## [TESTO]
┄┄┄┄┄┄┄┄┄┄
La testimonianza cristiana nasce dal trionfo della Croce, e non segue le vie dei “trionfalismi” mondani

 




EUROPA/SLOVACCHIA - Il Papa: la testimonianza cristiana nasce dal trionfo della Croce, e non segue le vie dei “trionfalismi” mondani
 
Prešov (Agenzia Fides) – La missione della Chiesa non persegue le vie mondane del “trionfalismo” e dell’affermazione di sé. Ogni autentica testimonianza cristiana prende vita dal misterioso trionfo della Croce di Cristo e lo attesta, configurando anche le sue forme e le sue movenze all’ «amore umile» di Cristo «che è fecondo nella quotidianità e fa nuove tutte le cose dal di dentro, come seme caduto in terra, che muore e produce frutto». Così Papa Francesco, nella solennità liturgica della Esaltazione della Santa Croce, è tornato a indicare il vincolo che unisce inseparabilmente la croce di Cristo e il cammino della Chiesa nella storia. Lo ha fatto nell’omelia pronunciata durante la Divina Liturgia Bizantina di San Giovanni Crisostomo, da lui presieduta nella città di Prešov, nel piazzale del Mestská športová hala, la mattina del terzo giorno della sua visita apostolica in terra slovacca.
┄┄┄┄┄┄┄┄┄┄
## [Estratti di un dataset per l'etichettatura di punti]
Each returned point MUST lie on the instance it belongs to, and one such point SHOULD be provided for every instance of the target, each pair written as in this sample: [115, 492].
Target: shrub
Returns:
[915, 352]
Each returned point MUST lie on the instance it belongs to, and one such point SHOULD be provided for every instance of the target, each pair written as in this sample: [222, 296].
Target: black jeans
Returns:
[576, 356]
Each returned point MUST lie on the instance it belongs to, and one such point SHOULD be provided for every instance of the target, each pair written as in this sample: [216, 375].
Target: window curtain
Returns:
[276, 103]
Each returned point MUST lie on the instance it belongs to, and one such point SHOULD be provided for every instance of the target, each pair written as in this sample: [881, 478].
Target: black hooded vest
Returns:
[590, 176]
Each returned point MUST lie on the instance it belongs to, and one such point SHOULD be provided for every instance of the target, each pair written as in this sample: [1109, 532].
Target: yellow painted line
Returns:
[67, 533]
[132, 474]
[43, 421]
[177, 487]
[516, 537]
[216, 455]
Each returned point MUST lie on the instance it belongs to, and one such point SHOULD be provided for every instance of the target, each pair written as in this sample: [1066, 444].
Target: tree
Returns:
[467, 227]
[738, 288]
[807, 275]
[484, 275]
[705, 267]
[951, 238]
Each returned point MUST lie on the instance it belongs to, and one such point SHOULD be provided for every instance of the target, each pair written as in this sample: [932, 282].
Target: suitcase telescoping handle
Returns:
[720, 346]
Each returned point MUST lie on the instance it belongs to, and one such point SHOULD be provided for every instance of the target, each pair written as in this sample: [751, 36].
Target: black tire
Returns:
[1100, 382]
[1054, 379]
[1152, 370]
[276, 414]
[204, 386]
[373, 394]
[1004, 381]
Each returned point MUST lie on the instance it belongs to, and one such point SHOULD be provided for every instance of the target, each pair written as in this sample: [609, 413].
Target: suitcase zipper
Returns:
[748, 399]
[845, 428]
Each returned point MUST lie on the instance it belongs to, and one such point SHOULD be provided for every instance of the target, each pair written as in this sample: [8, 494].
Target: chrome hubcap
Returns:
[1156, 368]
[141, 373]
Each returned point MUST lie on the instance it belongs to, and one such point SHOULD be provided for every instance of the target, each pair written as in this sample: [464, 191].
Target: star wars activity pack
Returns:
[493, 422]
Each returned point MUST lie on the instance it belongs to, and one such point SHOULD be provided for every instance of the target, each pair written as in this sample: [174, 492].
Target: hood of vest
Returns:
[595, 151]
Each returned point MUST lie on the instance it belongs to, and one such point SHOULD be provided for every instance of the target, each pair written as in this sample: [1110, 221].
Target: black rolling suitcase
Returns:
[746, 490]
┄┄┄┄┄┄┄┄┄┄
## [ESERCIZIO ASSEGNATO A]
Elenca, per favore, i nomi di continenti, paesi e città che compaiono nell'articolo sull'omelia del Papa a Prešov.
## [ESERCIZIO ASSEGNATO B]
Porta avanti l'articolo sull'omelia del Papa a Prešov, ripartendo subito dopo la sua ultima frase.

## [RISULTATO A]
Europa, Slovacchia, Prešov

## [RISULTATO B]
Il mistero della croce di Cristo – ha rimarcato il Vescovo di Roma - suggerisce e configura per sempre le movenze stesse con cui i cristiani sono presenti e operano nel mondo, testimoniando ai loro compagni di cammino la salvezza di Cristo annunciata nel Vangelo. La modalità inaudita con cui il Mistero stesso ha scelto di rivelarsi rimane per sempre sorgente della testimonianza cristiana, che proprio per questo è imparagonabile rispetto a ogni forma di propaganda culturale, politica o religiosa.
Agli occhi della sapienza del mondo – ha ricordato il Papa all’inizio della sua omelia, citando san Paolo – la croce di Cristo è «scandalo» e «stoltezza», simbolo di fallimento. Essa era «strumento di morte, eppure da lì è venuta la vita. Era ciò che nessuno voleva guardare, eppure ci ha rivelato la bellezza dell’amore di Dio. Per questo il santo Popolo di Dio la venera e la Liturgia la celebra nella festa odierna».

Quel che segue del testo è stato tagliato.